For the last 20 years Dr Beibei Flynn has worked in large-scale AI systems research, development and deployment across the financial and tech industries.
She has a PhD in machine learning and is a qualified chartered tax adviser, and while working for Accenture, Flynn was the driving force behind three machine learning projects with the Irish Revenue.
Earlier this year, she gathered all of her experience together to set up Leapifai, an AI-driven platform that replaces time-consuming manual research with instant and verifiable tax advisory guidance for accountants and tax professionals.
“While working on the machine learning projects, I discovered that true innovation in technology demands more than just technical expertise. It requires a deep grasp of the business itself,” Flynn says. “This led me to pursue the so-called gold standard in Irish tax qualifications – chartered tax adviser – which turned into nearly seven years of relentless study, sacrificing weekends and holidays and overcoming multiple exam setbacks along the way.”
But while the path to the qualification was difficult, it opened Flynn’s eyes to the challenges faced by accountants who are under intense pressure to meet a suite of reporting deadlines. “To ensure precision, they need quick and reliable guidance when it comes to tax, and Leapifai was born to help them avoid the challenges I experienced along the way,” says Flynn, who recently participated in an AI ecosystem accelerator run by NovaUCD and CeADAR (Ireland’s national centre for AI).
The starting point for Leapifai was building its knowledge/tax research database, which meant consolidating all of the information related to tax law, appeals to the tax commission, Irish Revenue guidance on tax matters and tax-related legal cases in one place. This amounts to thousands of documents, which practitioners can now access at the click of a button.
Practitioners can interrogate the system to get clear answers to tax queries across a broad range of headings, including personal and corporation tax, VAT, stamp duty and CGT. “Tax is very broad and clients differ in size and complexity. In the past, practitioners would have waded through pages and pages of text to find the paragraph that was relevant to their query,” Flynn says. “Leapifai allows them to search the system for instant answers and breaks down complex issues into step-by-step logic, mimicking a tax adviser’s thought process, while providing referenced answers backed by law and official guidance.”
The system also allows practitioners to centrally manage and track client queries, record query history, copy and paste tax insights into client reports and stay updated on the latest tax changes.
“The success of Irish business requires significant interaction with the global economy and this imposes inherent requirements to integrate with global tax codes. When a product is designed and built to be global, it naturally positions the company to pursue international growth. Globalisation is in the DNA of Leapifai,” says Flynn, who adds that one of the biggest challenges she faced with Leapifai was building a real-time system capable of scaling to international level.
The MPV cost in the region of €300,000 to develop and the company is actively seeking investment to bring its seed round up to €750,000. The revenue model is SaaS. The system has been soft launched and will go fully commercial in the third quarter.
Flynn sees the company’s other big challenge as changing mindsets because the accountancy sector has “not historically been quick to embrace new technologies. However, this gives us a unique opportunity to lead change and help clients gain the competitive edge with our innovation,” she says.
“Accountancy is often seen as a necessary evil, especially by most strategic business managers who view it as adding little business value beyond regulatory compliance. Driving efficiency is crucial for maintaining margins for accountancy firms and balancing efficiency and accuracy are not just about compliance, they are also key commercial challenges,” Flynn says.

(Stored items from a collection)
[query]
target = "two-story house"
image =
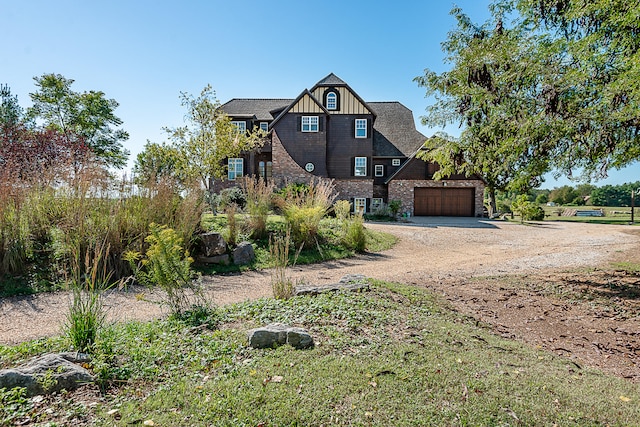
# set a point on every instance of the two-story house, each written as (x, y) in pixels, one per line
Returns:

...

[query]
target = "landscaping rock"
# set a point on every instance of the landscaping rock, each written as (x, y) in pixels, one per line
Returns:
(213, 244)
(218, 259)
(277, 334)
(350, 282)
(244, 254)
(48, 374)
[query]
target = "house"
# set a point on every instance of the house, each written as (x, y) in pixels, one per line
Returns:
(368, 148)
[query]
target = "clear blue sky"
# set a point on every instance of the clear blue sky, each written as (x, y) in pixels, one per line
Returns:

▶ Exercises:
1. Can you reproduce the Leapifai article from "But while the" up to and including "centre for AI)."?
2. Answer these questions about the Leapifai article:
(a) How long did Flynn's study for the chartered tax adviser qualification take?
(b) Which organizations ran the AI ecosystem accelerator Flynn took part in?
(c) What amount is the company seeking to bring its seed round up to?

▶ Outputs in order:
1.
But while the path to the qualification was difficult, it opened Flynn’s eyes to the challenges faced by accountants who are under intense pressure to meet a suite of reporting deadlines. “To ensure precision, they need quick and reliable guidance when it comes to tax, and Leapifai was born to help them avoid the challenges I experienced along the way,” says Flynn, who recently participated in an AI ecosystem accelerator run by NovaUCD and CeADAR (Ireland’s national centre for AI).

2.
(a) Nearly seven years
(b) NovaUCD and CeADAR
(c) €750,000